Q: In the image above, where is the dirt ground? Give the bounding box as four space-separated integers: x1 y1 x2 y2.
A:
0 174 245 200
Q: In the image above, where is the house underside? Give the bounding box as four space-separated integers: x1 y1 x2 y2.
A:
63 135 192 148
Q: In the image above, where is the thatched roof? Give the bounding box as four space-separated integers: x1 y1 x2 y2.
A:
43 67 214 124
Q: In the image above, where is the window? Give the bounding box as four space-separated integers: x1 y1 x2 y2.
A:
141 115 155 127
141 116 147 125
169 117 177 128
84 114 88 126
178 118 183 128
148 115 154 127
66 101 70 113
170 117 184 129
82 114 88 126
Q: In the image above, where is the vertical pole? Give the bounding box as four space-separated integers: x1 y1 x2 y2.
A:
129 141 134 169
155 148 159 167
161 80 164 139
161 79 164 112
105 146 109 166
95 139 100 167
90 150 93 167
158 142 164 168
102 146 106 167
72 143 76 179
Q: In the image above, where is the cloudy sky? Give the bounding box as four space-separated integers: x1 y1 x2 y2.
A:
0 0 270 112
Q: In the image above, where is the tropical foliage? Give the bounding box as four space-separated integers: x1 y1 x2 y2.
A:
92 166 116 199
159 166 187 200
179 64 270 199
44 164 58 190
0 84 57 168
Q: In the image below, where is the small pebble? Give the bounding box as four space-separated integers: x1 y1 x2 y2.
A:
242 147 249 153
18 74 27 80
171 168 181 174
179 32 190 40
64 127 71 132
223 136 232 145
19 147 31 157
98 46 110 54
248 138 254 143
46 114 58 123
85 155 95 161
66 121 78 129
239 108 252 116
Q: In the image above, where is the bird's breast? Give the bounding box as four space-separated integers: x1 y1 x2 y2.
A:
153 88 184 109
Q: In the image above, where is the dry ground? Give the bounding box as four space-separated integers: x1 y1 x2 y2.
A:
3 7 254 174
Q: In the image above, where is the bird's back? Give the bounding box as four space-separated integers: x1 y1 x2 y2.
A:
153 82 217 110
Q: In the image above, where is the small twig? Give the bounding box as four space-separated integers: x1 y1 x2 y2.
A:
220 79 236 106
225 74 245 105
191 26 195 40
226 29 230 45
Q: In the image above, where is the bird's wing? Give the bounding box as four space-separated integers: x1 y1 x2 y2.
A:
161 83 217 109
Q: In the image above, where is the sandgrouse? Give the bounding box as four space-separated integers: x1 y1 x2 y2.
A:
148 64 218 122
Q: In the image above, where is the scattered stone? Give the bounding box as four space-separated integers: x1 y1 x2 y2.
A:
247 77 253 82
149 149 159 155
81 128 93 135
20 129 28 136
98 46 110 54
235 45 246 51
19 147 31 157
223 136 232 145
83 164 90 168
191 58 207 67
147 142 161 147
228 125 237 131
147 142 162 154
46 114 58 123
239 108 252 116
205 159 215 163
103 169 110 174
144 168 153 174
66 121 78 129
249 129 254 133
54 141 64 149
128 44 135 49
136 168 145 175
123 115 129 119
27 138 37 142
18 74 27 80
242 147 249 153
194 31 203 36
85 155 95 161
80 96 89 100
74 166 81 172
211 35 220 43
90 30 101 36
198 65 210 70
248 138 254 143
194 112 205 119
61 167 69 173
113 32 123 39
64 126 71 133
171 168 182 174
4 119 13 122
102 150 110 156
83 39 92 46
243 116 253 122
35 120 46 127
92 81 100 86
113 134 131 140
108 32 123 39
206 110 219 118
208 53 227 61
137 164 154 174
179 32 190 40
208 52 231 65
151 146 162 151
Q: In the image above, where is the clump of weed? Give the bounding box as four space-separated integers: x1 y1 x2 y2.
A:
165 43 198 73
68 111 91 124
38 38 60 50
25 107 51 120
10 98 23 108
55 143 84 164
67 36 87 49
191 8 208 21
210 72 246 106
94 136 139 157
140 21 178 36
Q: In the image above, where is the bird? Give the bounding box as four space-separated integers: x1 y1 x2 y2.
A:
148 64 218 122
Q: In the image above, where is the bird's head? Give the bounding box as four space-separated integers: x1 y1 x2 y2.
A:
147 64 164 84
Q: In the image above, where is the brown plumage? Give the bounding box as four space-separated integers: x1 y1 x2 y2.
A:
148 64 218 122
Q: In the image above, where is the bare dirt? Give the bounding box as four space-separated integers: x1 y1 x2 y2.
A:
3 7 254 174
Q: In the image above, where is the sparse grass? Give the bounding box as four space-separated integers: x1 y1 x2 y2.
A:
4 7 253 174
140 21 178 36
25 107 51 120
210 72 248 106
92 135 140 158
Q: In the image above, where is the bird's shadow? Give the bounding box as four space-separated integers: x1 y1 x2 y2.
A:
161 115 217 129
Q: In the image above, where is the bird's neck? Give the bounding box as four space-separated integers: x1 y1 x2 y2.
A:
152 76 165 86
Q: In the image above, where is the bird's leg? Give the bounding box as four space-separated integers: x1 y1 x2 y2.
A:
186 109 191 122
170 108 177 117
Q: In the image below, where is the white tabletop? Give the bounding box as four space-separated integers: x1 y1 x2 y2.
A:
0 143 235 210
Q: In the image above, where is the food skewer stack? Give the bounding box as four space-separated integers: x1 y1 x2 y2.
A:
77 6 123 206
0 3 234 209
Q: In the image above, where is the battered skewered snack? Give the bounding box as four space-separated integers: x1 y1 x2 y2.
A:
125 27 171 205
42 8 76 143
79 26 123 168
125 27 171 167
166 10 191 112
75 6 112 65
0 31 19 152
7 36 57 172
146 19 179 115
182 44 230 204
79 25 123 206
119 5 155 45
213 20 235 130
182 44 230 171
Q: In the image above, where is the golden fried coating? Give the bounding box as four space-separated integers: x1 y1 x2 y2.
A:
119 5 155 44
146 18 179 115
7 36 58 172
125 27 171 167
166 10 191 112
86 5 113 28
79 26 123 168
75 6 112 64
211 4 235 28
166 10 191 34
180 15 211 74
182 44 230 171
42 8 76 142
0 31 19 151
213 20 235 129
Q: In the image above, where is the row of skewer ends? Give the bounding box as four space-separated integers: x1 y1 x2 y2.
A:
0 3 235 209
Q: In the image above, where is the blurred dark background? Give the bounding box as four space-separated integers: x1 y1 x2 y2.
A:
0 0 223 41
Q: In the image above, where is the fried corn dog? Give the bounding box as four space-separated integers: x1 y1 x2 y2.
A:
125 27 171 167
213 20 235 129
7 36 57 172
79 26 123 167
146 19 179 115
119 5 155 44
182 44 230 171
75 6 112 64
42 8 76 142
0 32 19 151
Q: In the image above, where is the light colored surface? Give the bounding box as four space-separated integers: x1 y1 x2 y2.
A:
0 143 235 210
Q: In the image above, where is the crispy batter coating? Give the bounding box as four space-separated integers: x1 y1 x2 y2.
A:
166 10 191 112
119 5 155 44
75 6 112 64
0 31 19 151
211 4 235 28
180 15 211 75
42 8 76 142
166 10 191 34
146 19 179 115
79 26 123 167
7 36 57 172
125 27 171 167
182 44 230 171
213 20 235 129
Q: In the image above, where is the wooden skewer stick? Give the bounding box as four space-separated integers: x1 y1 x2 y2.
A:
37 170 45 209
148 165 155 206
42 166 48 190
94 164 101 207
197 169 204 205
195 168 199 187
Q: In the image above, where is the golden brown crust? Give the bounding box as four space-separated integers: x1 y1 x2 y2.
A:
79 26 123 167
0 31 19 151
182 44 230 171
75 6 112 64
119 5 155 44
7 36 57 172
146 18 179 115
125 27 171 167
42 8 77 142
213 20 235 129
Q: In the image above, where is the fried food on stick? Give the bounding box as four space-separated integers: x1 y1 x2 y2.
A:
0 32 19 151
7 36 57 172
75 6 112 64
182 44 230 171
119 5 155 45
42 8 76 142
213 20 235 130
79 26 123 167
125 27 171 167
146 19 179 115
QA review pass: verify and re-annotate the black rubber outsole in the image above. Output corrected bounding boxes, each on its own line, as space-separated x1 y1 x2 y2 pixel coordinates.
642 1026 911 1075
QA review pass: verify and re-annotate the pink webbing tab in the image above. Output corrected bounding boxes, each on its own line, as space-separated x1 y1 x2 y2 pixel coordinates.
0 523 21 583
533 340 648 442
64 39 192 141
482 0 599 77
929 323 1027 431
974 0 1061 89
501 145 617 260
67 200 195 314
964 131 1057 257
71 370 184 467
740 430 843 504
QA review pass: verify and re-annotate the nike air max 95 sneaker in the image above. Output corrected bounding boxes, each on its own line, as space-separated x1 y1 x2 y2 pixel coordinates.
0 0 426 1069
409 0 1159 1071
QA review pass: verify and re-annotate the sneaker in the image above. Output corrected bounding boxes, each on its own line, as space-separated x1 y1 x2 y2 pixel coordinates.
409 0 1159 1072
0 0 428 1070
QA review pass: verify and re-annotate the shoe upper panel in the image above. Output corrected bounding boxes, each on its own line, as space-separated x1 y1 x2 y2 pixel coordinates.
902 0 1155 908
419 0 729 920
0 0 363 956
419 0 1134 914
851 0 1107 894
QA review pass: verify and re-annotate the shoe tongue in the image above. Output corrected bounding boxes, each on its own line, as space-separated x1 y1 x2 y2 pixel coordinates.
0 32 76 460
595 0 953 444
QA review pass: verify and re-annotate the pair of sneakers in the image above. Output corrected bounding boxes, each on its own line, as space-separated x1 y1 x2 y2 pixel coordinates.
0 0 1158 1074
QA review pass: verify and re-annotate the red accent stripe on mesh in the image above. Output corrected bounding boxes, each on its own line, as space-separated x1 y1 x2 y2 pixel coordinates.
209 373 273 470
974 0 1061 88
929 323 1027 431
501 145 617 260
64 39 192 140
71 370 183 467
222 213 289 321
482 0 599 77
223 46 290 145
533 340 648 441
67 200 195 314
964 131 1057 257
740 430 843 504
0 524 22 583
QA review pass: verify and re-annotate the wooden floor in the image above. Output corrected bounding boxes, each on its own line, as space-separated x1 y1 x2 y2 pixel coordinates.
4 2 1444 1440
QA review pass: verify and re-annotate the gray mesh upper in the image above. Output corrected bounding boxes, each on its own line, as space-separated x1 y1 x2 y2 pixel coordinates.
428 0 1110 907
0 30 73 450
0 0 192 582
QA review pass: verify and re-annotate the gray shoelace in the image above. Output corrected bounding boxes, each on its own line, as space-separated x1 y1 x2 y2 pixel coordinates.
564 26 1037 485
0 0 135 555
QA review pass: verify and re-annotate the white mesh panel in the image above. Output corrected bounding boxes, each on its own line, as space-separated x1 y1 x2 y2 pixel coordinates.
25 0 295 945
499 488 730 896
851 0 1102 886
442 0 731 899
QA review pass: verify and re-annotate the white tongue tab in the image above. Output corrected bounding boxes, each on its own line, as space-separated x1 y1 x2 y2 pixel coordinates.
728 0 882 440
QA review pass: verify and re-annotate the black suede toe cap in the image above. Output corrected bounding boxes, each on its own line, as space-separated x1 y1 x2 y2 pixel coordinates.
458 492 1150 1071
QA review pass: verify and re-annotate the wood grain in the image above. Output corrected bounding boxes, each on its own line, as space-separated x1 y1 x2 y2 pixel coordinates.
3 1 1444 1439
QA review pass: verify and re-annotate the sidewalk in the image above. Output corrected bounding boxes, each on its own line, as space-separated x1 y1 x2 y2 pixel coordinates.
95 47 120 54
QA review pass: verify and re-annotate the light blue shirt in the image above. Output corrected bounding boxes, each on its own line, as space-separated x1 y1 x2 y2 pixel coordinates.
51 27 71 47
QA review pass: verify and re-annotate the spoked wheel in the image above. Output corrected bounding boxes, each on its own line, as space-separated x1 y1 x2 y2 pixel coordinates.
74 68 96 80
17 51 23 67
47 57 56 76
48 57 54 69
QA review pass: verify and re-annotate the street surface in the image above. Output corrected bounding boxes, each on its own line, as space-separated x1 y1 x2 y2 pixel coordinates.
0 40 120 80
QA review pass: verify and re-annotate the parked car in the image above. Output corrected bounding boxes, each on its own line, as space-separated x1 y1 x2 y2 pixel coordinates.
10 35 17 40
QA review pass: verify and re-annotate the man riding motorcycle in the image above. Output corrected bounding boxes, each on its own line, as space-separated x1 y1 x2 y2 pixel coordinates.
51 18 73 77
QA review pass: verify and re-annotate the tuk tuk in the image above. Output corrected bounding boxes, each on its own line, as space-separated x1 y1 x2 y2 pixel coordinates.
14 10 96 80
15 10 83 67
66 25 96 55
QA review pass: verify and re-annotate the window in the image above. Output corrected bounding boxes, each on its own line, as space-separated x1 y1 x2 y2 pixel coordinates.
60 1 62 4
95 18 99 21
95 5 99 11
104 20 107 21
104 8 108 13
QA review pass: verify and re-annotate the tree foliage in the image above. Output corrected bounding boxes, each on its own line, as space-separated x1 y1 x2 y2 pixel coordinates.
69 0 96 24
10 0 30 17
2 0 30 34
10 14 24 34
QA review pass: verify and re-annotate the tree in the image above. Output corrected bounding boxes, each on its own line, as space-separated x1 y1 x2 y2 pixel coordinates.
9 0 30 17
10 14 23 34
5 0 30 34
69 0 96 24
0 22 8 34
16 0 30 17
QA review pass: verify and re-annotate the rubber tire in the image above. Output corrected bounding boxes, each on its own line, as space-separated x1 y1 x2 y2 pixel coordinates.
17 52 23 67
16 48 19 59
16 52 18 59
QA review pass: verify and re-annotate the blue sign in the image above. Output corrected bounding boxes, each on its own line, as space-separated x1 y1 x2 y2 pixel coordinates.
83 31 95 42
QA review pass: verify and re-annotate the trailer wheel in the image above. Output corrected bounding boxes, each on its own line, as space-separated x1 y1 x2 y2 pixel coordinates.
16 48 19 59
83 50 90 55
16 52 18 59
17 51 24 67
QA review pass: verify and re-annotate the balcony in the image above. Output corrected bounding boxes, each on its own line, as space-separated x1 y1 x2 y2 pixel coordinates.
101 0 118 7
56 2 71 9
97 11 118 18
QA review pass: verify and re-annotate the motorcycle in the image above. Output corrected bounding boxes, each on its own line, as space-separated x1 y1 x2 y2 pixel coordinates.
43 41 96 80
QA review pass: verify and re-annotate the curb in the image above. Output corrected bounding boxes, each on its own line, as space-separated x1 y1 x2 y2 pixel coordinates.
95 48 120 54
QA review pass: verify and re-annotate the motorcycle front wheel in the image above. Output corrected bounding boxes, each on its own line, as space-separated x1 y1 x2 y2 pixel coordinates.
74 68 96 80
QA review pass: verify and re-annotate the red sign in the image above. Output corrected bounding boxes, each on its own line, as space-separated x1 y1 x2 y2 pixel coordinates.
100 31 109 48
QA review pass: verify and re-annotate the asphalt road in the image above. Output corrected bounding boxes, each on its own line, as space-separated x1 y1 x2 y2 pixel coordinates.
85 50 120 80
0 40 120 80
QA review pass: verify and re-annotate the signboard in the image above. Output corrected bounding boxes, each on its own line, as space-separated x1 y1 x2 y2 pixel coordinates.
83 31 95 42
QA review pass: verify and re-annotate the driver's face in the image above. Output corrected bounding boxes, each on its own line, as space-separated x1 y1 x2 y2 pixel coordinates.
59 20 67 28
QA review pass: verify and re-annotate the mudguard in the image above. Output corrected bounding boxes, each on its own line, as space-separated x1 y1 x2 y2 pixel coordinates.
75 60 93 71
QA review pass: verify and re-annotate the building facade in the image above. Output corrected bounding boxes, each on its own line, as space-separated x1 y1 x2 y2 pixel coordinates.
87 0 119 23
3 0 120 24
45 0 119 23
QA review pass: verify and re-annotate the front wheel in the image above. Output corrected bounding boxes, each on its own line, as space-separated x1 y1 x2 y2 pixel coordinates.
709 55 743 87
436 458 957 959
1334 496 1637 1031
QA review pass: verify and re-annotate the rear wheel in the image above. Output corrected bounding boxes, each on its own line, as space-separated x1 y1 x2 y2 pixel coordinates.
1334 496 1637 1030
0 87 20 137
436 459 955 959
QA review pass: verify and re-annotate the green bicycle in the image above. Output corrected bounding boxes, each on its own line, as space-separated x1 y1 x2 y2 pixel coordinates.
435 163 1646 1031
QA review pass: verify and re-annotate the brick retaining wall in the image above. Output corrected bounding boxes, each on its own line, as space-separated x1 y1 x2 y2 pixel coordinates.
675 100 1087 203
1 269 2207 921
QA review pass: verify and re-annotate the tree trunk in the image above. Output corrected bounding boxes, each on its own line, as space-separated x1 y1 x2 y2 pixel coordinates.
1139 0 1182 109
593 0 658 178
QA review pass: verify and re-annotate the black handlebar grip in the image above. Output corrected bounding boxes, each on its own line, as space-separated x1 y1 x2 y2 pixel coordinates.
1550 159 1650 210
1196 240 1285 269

-.-.-

§ **How to complete this task**
Look through the entries above, and wherever a line holds the string "fried", copy it.

§ **Result of this task**
Q: In the image above, where is the golden fried coating? Give the bounding box as four space-separated integers: x1 y1 x2 y2.
Q: In the image above, where is the fried corn dog? Give the bounding box as four space-separated integers: x1 y1 x2 y2.
Q: In the image above, where is the fried food on stick? Give the bounding box as four space-separated integers: x1 y1 x2 y2.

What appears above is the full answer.